(Natural language region descriptions)
# # # # #
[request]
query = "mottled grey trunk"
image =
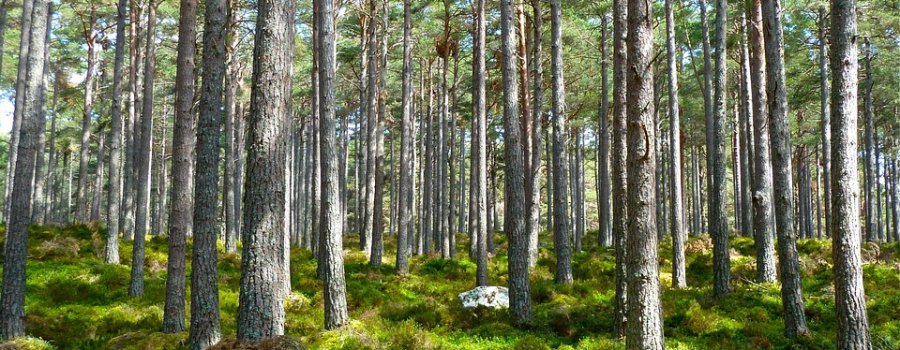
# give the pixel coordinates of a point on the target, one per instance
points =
(534, 201)
(12, 299)
(849, 293)
(365, 239)
(619, 158)
(479, 160)
(93, 66)
(111, 251)
(677, 225)
(745, 125)
(261, 304)
(407, 139)
(789, 263)
(763, 221)
(24, 43)
(514, 203)
(871, 226)
(335, 286)
(98, 177)
(183, 144)
(38, 212)
(644, 326)
(603, 182)
(825, 115)
(232, 79)
(561, 228)
(204, 330)
(144, 159)
(715, 144)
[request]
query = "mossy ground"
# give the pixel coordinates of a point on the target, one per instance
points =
(74, 300)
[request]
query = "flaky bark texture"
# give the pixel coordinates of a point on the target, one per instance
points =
(789, 261)
(849, 295)
(479, 171)
(561, 228)
(514, 209)
(12, 299)
(677, 223)
(534, 202)
(111, 250)
(183, 138)
(261, 306)
(715, 144)
(332, 247)
(204, 275)
(644, 330)
(144, 159)
(407, 139)
(763, 221)
(619, 158)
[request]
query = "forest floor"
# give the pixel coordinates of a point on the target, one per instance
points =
(75, 301)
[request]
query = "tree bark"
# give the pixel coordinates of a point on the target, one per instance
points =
(763, 221)
(561, 228)
(261, 307)
(335, 286)
(25, 24)
(204, 331)
(514, 203)
(644, 330)
(619, 159)
(111, 251)
(871, 224)
(183, 141)
(93, 66)
(849, 293)
(144, 159)
(12, 298)
(677, 226)
(789, 263)
(407, 139)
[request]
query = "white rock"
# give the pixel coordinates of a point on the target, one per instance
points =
(485, 296)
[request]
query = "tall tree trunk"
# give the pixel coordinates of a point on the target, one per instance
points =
(825, 115)
(871, 225)
(204, 330)
(335, 287)
(479, 163)
(533, 178)
(745, 125)
(619, 159)
(644, 320)
(849, 293)
(111, 251)
(144, 159)
(38, 212)
(514, 203)
(261, 307)
(25, 24)
(407, 139)
(377, 237)
(677, 225)
(791, 294)
(715, 144)
(93, 66)
(763, 221)
(98, 178)
(561, 227)
(232, 78)
(12, 299)
(371, 134)
(603, 182)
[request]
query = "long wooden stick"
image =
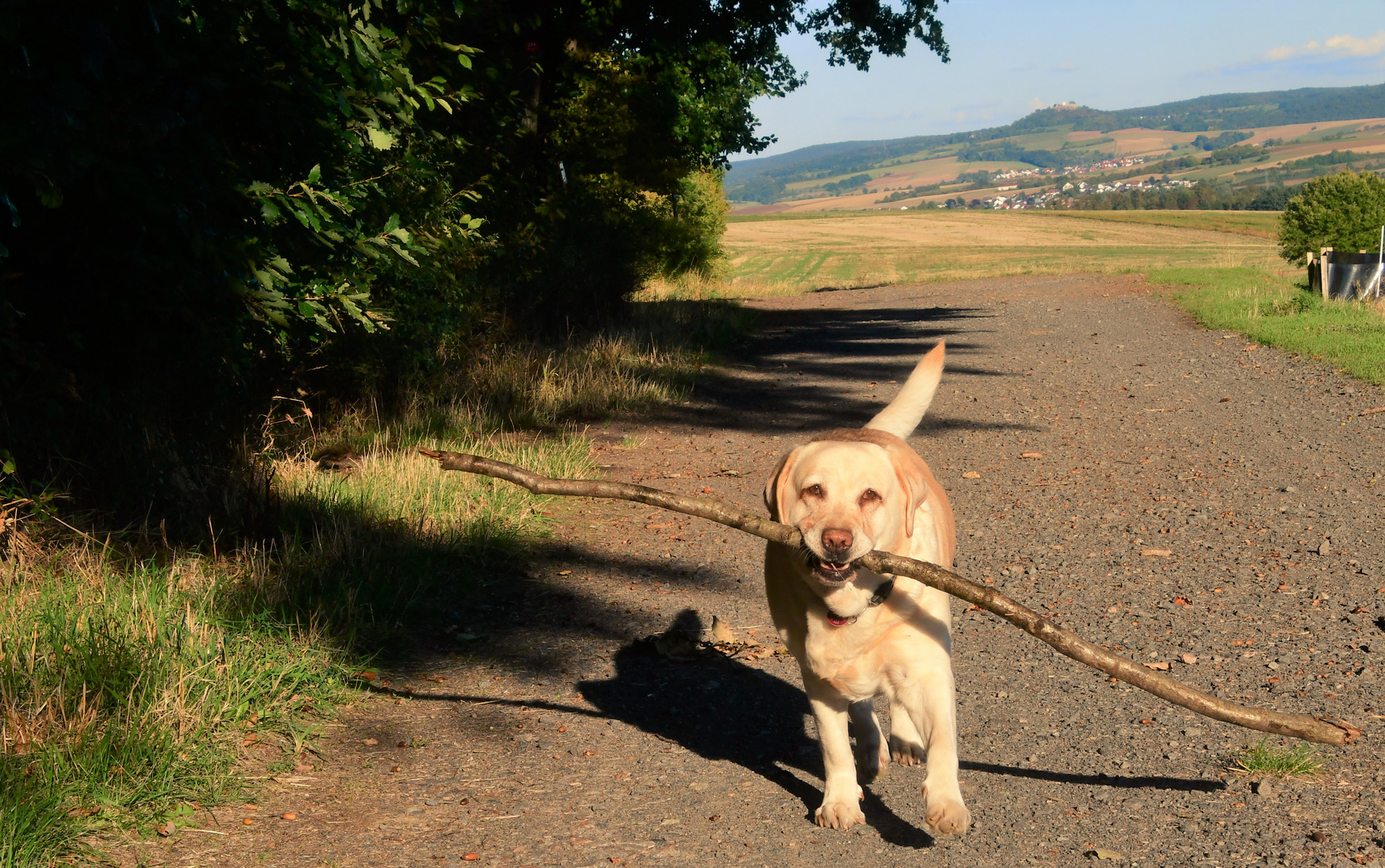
# # # # #
**Goal of the exercise:** Search the data above for lines holding "bark" and copy each of them.

**Answer section:**
query = "flaky bark texture"
query = "tree bark"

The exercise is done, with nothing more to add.